_Input_.
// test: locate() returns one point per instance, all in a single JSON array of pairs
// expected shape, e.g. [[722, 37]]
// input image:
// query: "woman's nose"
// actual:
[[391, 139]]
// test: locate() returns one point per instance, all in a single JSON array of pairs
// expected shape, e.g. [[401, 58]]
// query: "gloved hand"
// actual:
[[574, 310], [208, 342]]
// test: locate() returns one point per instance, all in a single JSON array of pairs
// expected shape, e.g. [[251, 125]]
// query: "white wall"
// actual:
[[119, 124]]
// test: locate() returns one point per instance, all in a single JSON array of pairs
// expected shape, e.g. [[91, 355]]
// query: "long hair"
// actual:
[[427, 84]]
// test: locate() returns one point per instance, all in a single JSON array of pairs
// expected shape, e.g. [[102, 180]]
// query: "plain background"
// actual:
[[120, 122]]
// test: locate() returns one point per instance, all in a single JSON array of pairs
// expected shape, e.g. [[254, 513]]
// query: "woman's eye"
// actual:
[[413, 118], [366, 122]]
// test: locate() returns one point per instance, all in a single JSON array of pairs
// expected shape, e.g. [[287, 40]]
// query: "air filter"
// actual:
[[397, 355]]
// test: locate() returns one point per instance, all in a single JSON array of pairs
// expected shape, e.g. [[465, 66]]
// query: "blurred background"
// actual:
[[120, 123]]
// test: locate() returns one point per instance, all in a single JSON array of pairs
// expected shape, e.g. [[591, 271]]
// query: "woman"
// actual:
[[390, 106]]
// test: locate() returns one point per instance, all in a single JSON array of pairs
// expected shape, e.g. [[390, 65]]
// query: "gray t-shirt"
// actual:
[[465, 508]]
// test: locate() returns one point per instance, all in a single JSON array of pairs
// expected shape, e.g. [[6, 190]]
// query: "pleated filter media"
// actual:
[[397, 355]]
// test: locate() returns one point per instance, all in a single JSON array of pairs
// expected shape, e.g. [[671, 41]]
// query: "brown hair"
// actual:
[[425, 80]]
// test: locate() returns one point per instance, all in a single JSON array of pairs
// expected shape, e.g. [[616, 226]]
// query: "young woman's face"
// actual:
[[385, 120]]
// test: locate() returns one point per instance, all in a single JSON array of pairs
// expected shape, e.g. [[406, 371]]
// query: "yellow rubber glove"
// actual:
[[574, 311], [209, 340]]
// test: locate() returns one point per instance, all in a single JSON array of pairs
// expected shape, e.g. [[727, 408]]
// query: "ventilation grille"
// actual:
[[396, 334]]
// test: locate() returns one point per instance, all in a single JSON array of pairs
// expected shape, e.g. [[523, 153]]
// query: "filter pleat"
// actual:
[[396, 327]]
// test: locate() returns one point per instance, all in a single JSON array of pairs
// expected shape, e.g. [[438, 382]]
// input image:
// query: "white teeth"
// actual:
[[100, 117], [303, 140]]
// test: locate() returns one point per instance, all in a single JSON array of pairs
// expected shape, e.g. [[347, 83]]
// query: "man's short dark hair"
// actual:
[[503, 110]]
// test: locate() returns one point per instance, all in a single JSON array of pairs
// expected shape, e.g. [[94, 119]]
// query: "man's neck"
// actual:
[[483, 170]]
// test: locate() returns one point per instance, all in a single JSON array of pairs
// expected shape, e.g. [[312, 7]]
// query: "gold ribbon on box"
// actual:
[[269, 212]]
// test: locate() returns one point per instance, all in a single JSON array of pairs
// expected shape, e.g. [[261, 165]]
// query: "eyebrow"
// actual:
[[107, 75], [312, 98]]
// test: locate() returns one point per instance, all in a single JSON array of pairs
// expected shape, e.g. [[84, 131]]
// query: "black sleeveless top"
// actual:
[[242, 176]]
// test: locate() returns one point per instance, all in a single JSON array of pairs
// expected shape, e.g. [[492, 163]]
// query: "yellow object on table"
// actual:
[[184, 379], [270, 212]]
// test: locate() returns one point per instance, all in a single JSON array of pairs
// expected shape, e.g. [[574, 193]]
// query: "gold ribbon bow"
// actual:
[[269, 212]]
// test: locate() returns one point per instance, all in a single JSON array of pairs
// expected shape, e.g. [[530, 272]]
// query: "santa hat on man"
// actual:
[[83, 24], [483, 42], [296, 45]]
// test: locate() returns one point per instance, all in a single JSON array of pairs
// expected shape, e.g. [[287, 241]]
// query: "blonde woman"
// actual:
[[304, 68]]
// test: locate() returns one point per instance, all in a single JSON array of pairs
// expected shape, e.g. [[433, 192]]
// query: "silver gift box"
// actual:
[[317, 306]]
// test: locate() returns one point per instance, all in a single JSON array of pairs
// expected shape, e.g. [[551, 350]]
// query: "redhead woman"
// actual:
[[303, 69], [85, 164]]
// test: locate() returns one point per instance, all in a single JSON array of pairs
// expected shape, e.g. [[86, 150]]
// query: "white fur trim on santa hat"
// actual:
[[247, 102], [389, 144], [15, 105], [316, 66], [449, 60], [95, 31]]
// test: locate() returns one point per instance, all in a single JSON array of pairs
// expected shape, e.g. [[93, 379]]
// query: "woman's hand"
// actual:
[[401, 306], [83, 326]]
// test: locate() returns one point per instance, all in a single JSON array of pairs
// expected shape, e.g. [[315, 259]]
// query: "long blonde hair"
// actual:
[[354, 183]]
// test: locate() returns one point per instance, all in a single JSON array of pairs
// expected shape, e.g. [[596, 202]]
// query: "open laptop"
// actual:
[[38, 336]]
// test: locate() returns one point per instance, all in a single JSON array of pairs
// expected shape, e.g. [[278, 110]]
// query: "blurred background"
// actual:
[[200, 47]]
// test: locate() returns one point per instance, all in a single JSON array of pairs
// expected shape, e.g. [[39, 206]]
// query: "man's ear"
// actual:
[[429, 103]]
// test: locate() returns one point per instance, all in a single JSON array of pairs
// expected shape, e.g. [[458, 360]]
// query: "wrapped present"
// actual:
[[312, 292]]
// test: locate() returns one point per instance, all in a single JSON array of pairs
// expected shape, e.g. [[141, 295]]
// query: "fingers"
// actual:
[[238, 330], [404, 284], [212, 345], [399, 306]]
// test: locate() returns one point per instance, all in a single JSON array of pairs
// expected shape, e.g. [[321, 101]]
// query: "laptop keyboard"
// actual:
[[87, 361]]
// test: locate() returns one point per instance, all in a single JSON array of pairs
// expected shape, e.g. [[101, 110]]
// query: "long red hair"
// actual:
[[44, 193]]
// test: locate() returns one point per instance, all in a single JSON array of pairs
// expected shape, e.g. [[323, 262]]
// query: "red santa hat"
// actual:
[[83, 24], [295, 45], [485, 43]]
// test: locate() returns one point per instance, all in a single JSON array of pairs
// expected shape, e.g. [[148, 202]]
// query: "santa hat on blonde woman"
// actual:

_Task_. Write out each line of the data above again, exactly as given.

_Correct response_.
// test: locate() returns one point per instance, all in a single JSON array of pairs
// expected shape, e.g. [[722, 37]]
// input image:
// query: "woman's nose"
// actual:
[[391, 139]]
// test: locate() returns one point per instance, all in a single JSON array of pairs
// expected shape, e.g. [[401, 58]]
// query: "gloved hand"
// actual:
[[574, 310], [208, 342]]
// test: locate() returns one point per instance, all in a single JSON array of pairs
// expected shape, e.g. [[251, 125]]
// query: "white wall"
// actual:
[[119, 124]]
// test: locate() returns one point per instance, all in a single JSON array of pairs
// expected shape, e.g. [[91, 355]]
// query: "long hair"
// actual:
[[427, 84]]
// test: locate() returns one point per instance, all in a single JSON array of pairs
// expected shape, e.g. [[102, 180]]
// query: "plain background"
// actual:
[[120, 122]]
// test: locate() returns one point per instance, all in a single JSON array of pairs
// expected shape, e.g. [[254, 513]]
// query: "woman's eye"
// actual:
[[413, 118], [366, 122]]
// test: locate() returns one point per instance, all in a single JSON array of pairs
// expected shape, e.g. [[287, 40]]
// query: "air filter"
// actual:
[[397, 355]]
// test: locate() returns one point per instance, all in a single JSON array of pairs
// expected shape, e.g. [[465, 66]]
// query: "blurred background"
// actual:
[[120, 123]]
// test: locate() returns one point per instance, all in a single JSON array of pairs
// expected shape, e.g. [[591, 271]]
// query: "woman"
// actual:
[[390, 106]]
// test: locate() returns one point per instance, all in a single JSON array of pairs
// expected shape, e.g. [[390, 65]]
// query: "gray t-shirt"
// actual:
[[465, 508]]
// test: locate() returns one point per instance, all in a single JSON array of pairs
// expected shape, e.g. [[6, 190]]
// query: "pleated filter media"
// actual:
[[397, 355]]
// test: locate() returns one point per instance, all in a single JSON array of pairs
// expected shape, e.g. [[671, 41]]
// query: "brown hair"
// actual:
[[425, 80]]
// test: locate() returns one point per instance, all in a single JSON array of pairs
// expected shape, e.g. [[616, 226]]
// query: "young woman's face"
// actual:
[[385, 120]]
// test: locate() returns one point per instance, all in a single JSON array of pairs
// expected shape, e.g. [[406, 371]]
// query: "yellow rubber glove"
// actual:
[[574, 311], [209, 340]]
// test: locate() returns one point per instance, all in a single JSON array of pairs
// expected shape, e.g. [[727, 408]]
// query: "ventilation grille"
// actual:
[[396, 334]]
// test: locate() returns one point per instance, all in a single JSON array of pairs
// expected shape, e.g. [[523, 153]]
// query: "filter pleat"
// actual:
[[396, 327]]
// test: locate() returns one point per instance, all in a single JSON array of pairs
// expected shape, e.g. [[438, 382]]
// input image:
// query: "white teeth"
// actual:
[[100, 117], [303, 140]]
// test: locate() returns one point per instance, all in a single JSON array of pairs
// expected shape, e.g. [[347, 83]]
// query: "man's short dark hair"
// actual:
[[503, 110]]
// test: locate() returns one point per instance, all in a single JSON array of pairs
// expected shape, e.g. [[94, 119]]
// query: "man's neck"
// actual:
[[483, 170]]
// test: locate() returns one point per instance, all in a single JSON array of pairs
// expected shape, e.g. [[312, 7]]
// query: "gold ribbon on box"
// actual:
[[269, 212]]
// test: locate() returns one point per instance, all in a single JSON array of pairs
// expected shape, e.g. [[261, 165]]
// query: "eyebrow"
// actual:
[[107, 75], [312, 98]]
// test: locate() returns one point per instance, all in a single JSON array of pairs
// expected shape, e.g. [[84, 131]]
// query: "black sleeveless top"
// actual:
[[242, 176]]
// test: locate() returns one point per instance, all in a single JSON array of pairs
// expected shape, e.g. [[492, 163]]
// query: "yellow object on table"
// actual:
[[184, 379], [270, 212]]
// test: locate() returns one point per instance, all in a single JSON array of pairs
// expected shape, e.g. [[574, 193]]
// query: "gold ribbon bow"
// actual:
[[269, 212]]
// test: locate() returns one point per instance, all in a single JSON array of pairs
// expected shape, e.g. [[530, 272]]
// query: "santa hat on man"
// actual:
[[83, 24], [483, 42], [296, 45]]
// test: locate() returns one point per instance, all in a single JSON array of pairs
// expected shape, e.g. [[287, 241]]
// query: "blonde woman"
// actual:
[[304, 68]]
// test: locate() returns one point per instance, all in a single JSON array of pairs
// expected shape, e.g. [[433, 192]]
// query: "silver gift box"
// actual:
[[317, 306]]
// test: locate() returns one point per instance, all in a single JSON array of pairs
// expected shape, e.g. [[551, 350]]
// query: "redhead woman"
// actual:
[[303, 69], [85, 164]]
// test: locate() returns one point per instance, all in a single JSON array of pairs
// expected shape, e.g. [[86, 150]]
// query: "white fur trim on santa hat"
// actual:
[[247, 102], [389, 144], [15, 105], [316, 66], [449, 60], [95, 31]]
// test: locate() returns one point per instance, all in a single JSON array of pairs
// expected shape, e.g. [[93, 379]]
// query: "woman's hand"
// actual:
[[401, 306], [83, 326]]
// test: locate() returns one point per instance, all in a single JSON array of pairs
// expected shape, e.g. [[315, 259]]
// query: "long blonde hair"
// actual:
[[354, 183]]
// test: locate() returns one point per instance, all in a single JSON array of pairs
// expected shape, e.g. [[596, 202]]
// query: "open laptop"
// actual:
[[38, 336]]
// test: locate() returns one point per instance, all in a single JSON array of pairs
// expected shape, e.g. [[278, 110]]
// query: "blurred background"
// actual:
[[200, 47]]
// test: locate() returns one point per instance, all in a single JSON array of pairs
// expected shape, e.g. [[39, 206]]
// query: "man's ear"
// actual:
[[429, 103]]
// test: locate() returns one point per instance, all in a single JSON array of pairs
// expected shape, e.g. [[458, 360]]
// query: "wrapped present"
// actual:
[[312, 292]]
// test: locate() returns one point per instance, all in a single JSON array of pairs
// expected shape, e.g. [[141, 295]]
// query: "fingers"
// actual:
[[238, 330], [404, 284], [212, 345], [399, 306]]
// test: locate() returns one point per instance, all in a single JSON array of pairs
// expected shape, e.g. [[321, 101]]
// query: "laptop keyboard"
// actual:
[[87, 361]]
// test: locate() returns one point per instance, all in a single JSON array of pairs
// expected shape, e.g. [[101, 110]]
// query: "long red hair"
// actual:
[[44, 193]]
// test: locate() returns one point per instance, all in a single JSON array of pairs
// expected shape, e.g. [[323, 262]]
// query: "red santa hat"
// actual:
[[83, 24], [295, 45], [485, 43]]
// test: locate() returns one point per instance, all in a single JSON array of pairs
// expected shape, e.g. [[148, 202]]
// query: "santa hat on blonde woman"
// actual:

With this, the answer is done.